→ **Article**
-- begin --
# Hooking 24volt motor to 12volt to test



## Coley (Jul 26, 2007)

Shouldn't hurt it. Just hook it up and if the motor is good it will just run slower than on 24 volts. Run it just long enough to test.


----------



## Fewski (Jun 27, 2012)

Thanks Cory.. touched it on the terminals, and nothing. But worth a shot. Appreciate the help.


----------



## major (Apr 4, 2008)

Fewski said:


> Got a little electric scooter with a 24Volt 350W motor (running on 2 little 12Volt scooter batteries). It's not running and before I sick a lot of money troubleshooting it, want to test a few things..
> 
> If I unhook the leads that go into the ECM and test the motor on a 12V car battery just to see if it turns over, will it hurt or fry the motor?


It depends on the motor type. An AC (or brushless) motor will not run directly connected to a battery. AC motors typically have 3 power wires. A DC brushed type motor typically has 2 power wires and will run when connected directly to a battery. However some DC motors can be damaged when connected directly to a battery even of lower voltage, if the motor was designed intended to always run with a controller. The non limited current inrush when connecting the motor to the battery could burn the comm or demagnetize the magnets.


----------
-- end --
→ **Supplied data**
-- begin --
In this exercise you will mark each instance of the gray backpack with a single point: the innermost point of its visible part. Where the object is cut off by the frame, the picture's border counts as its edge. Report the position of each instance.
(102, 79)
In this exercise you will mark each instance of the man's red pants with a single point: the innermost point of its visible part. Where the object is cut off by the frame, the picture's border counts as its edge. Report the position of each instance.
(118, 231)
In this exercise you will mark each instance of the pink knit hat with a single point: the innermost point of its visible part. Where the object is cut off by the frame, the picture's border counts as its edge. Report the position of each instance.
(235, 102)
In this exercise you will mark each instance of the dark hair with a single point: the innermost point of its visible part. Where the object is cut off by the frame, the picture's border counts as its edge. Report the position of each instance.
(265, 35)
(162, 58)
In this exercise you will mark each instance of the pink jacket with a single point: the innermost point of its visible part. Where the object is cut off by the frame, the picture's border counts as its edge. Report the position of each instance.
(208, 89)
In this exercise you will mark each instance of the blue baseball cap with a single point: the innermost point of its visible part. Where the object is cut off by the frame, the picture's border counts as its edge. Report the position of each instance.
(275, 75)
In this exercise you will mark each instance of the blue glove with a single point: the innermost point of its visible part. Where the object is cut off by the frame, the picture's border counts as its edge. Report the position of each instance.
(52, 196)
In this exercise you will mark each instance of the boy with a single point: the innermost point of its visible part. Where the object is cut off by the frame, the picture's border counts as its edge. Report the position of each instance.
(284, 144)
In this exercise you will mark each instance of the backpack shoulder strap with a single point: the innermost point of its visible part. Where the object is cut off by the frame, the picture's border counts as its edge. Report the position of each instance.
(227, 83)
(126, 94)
-- end --
-- begin --
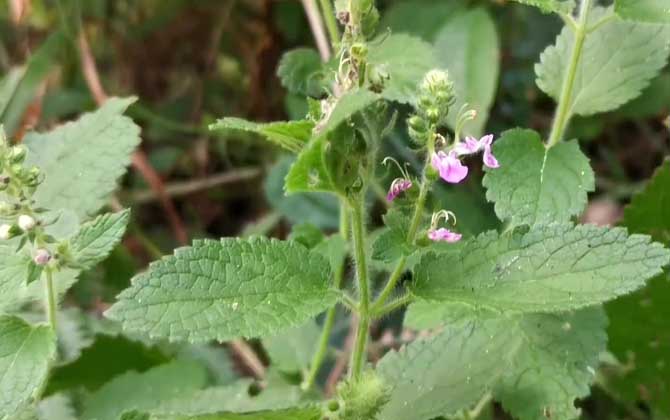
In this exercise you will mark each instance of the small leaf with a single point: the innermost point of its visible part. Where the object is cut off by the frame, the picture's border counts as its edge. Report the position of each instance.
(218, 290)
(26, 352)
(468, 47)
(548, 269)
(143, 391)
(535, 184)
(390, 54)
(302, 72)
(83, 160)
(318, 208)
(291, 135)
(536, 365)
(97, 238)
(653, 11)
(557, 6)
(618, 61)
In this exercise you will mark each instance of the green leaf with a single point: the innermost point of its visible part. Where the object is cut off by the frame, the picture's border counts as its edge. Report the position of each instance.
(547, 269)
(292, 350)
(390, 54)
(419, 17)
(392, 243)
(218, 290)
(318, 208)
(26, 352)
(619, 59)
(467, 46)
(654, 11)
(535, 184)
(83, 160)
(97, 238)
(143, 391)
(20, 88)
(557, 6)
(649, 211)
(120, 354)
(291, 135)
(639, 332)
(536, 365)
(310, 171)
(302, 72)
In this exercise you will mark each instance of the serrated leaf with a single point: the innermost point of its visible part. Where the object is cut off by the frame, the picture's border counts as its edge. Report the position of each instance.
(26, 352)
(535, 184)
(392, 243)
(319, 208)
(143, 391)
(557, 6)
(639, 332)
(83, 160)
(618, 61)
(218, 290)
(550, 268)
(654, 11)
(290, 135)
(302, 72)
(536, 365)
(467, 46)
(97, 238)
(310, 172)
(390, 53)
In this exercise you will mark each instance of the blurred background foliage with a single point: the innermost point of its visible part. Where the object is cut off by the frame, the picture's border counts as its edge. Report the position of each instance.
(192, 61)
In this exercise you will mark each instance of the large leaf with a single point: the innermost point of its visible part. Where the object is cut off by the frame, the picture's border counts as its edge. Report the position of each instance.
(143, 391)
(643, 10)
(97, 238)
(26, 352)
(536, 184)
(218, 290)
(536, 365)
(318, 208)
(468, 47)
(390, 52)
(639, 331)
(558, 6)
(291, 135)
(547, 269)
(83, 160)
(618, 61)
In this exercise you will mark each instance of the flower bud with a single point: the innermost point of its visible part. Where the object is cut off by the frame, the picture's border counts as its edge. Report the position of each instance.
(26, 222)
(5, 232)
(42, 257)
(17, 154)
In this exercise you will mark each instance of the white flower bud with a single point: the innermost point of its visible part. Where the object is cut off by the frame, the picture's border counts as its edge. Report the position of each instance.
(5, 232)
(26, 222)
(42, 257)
-- end --
→ **Problem**
Translate this sentence from the motor thread into Spanish: "An AC (or brushless) motor will not run directly connected to a battery." Work only from the motor thread and set the entries aside.

→ **Answer below**
Un motor de CA (o sin escobillas) no funcionará conectado directamente a una batería.